What to do ->
Copy the records again, requests included, beginning at the line that has "of the peppercorn" and stopping after the line that has "x=416, y=317". Raise every coordinate in the answers by 32.

>> Begin Records

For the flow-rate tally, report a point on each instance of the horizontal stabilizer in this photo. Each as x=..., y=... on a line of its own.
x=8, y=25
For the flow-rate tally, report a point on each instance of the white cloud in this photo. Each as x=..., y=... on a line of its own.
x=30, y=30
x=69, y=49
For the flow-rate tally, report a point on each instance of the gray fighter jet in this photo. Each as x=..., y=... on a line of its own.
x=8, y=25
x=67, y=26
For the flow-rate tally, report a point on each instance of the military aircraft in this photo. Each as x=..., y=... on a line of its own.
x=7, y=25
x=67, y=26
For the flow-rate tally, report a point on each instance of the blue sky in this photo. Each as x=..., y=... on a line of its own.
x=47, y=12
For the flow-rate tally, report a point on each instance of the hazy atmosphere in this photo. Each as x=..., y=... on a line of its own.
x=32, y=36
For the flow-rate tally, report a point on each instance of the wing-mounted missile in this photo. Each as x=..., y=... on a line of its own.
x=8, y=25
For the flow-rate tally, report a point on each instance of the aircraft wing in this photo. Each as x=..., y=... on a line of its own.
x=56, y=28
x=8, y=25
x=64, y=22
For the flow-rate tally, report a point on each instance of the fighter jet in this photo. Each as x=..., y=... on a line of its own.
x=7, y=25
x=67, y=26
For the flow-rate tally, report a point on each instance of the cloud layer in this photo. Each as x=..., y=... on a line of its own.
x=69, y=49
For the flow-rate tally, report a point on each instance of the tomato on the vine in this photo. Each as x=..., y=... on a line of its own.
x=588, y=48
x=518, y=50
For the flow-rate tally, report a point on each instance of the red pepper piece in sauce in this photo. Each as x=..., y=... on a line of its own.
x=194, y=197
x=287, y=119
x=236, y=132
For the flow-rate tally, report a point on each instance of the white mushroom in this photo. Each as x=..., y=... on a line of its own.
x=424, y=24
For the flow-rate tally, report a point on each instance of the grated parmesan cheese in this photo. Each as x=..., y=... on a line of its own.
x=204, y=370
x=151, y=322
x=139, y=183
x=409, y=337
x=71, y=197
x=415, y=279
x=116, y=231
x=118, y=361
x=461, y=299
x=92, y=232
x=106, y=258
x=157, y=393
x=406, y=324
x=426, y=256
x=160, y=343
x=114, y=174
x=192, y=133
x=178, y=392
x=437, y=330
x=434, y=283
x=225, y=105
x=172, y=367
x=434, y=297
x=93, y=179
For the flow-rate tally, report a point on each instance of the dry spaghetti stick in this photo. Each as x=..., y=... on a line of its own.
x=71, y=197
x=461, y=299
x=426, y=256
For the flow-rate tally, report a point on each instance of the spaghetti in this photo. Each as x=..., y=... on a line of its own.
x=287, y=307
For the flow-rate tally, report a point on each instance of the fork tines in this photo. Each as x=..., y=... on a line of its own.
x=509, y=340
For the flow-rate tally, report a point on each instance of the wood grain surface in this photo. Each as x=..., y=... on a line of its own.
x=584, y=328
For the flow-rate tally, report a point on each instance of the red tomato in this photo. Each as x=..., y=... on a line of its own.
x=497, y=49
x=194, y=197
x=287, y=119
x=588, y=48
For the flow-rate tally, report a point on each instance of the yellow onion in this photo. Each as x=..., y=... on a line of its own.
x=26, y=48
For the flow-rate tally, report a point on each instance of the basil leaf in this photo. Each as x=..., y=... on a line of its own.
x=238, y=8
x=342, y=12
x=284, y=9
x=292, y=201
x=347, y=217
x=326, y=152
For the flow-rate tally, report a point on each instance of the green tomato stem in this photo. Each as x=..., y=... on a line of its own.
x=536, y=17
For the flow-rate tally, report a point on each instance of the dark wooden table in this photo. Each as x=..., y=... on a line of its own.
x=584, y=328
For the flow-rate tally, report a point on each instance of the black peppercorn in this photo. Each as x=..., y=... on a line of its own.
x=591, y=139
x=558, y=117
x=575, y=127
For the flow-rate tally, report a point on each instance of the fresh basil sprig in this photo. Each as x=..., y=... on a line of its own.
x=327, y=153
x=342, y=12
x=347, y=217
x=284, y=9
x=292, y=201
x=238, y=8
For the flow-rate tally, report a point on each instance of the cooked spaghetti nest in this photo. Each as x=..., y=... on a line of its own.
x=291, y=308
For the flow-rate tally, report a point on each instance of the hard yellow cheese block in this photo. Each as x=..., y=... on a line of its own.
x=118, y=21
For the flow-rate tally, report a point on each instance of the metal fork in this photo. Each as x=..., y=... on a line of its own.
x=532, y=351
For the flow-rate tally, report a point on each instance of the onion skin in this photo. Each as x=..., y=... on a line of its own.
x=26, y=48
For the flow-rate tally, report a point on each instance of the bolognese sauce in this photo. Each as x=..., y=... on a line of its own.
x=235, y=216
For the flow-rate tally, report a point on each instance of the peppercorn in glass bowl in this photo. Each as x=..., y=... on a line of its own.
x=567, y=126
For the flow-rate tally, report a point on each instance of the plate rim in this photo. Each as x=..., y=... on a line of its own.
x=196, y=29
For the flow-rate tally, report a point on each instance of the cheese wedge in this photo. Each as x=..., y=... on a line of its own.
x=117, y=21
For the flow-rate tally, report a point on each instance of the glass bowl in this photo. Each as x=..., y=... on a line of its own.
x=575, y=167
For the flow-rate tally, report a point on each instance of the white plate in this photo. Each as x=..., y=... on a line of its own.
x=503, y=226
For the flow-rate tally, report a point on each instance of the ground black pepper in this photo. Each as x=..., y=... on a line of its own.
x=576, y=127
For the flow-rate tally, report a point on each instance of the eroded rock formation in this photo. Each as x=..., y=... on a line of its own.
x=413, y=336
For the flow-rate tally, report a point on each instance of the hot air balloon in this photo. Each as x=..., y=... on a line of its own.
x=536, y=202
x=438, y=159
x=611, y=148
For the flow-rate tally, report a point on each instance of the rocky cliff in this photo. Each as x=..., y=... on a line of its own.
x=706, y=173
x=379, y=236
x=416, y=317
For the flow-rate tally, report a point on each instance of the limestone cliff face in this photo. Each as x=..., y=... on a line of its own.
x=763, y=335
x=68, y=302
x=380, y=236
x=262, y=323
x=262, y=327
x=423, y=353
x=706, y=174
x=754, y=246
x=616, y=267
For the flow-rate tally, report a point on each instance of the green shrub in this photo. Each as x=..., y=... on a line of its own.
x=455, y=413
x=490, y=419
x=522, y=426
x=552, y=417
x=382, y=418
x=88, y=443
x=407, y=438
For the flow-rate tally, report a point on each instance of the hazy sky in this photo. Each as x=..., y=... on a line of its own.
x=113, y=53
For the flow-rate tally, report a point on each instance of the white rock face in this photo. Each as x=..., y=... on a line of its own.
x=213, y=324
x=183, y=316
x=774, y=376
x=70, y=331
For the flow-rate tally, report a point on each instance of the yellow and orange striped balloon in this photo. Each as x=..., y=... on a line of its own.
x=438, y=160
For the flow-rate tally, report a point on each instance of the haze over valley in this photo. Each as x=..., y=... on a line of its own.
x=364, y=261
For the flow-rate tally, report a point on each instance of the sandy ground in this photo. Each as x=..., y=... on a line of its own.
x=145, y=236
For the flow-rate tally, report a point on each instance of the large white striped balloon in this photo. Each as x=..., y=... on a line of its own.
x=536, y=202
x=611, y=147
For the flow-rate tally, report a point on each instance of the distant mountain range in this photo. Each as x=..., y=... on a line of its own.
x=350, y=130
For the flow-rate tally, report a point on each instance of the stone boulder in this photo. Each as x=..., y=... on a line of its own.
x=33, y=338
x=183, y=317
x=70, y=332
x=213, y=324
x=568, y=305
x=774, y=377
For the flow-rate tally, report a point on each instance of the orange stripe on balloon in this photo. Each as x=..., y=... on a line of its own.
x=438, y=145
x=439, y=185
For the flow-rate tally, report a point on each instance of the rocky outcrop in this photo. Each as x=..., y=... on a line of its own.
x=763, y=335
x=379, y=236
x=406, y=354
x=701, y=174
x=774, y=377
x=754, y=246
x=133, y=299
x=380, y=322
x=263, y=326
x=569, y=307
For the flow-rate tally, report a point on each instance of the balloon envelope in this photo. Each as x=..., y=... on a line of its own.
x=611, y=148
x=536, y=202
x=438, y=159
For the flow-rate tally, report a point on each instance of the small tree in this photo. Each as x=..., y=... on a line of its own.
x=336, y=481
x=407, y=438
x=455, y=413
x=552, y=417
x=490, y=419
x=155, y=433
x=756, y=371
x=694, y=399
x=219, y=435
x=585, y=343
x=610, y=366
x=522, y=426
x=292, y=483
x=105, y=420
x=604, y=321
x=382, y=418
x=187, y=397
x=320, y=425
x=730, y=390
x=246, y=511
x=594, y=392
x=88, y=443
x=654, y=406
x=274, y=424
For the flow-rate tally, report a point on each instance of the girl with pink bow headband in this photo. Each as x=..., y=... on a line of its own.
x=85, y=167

>> End Records

The result ->
For the flow-rate tally, report a point on each instance of the peppercorn in glass bowl in this photo. Each as x=..., y=... on a line of its own.
x=599, y=158
For the flow-rate tally, report a point on each instance of the plate rim in this photo. Each as x=..., y=... on a line of its own.
x=228, y=61
For the flow-rate tally, report a point on each instance of the cheese wedge in this photo. Each as x=..., y=... on a line of its own.
x=149, y=53
For the flow-rate tally, report a point on each instance of the glass bowl in this photo. Each as x=..., y=... on a line of its own.
x=607, y=199
For the flow-rate tally, report a point on each instance of the white plate in this photo. Each as x=..., y=... on a line of its own.
x=535, y=258
For the flow-rate tally, report a point on each instance of the ground black pepper in this photo. Each as x=..., y=... on a line of its own.
x=608, y=159
For the flow-rate tally, report a point on each instance of the eroded rock formation in this photo. Each as x=..., y=... on a line of its own.
x=445, y=368
For the flow-rate tally, report a point on each instance of the hot air balloon in this photo. Each as x=..., y=... on a line of its own.
x=568, y=234
x=470, y=191
x=643, y=180
For the flow-rate tally, report a point on each instance of the rocky cliff in this photo. Each as x=..., y=... on a line of its own.
x=738, y=205
x=411, y=268
x=448, y=349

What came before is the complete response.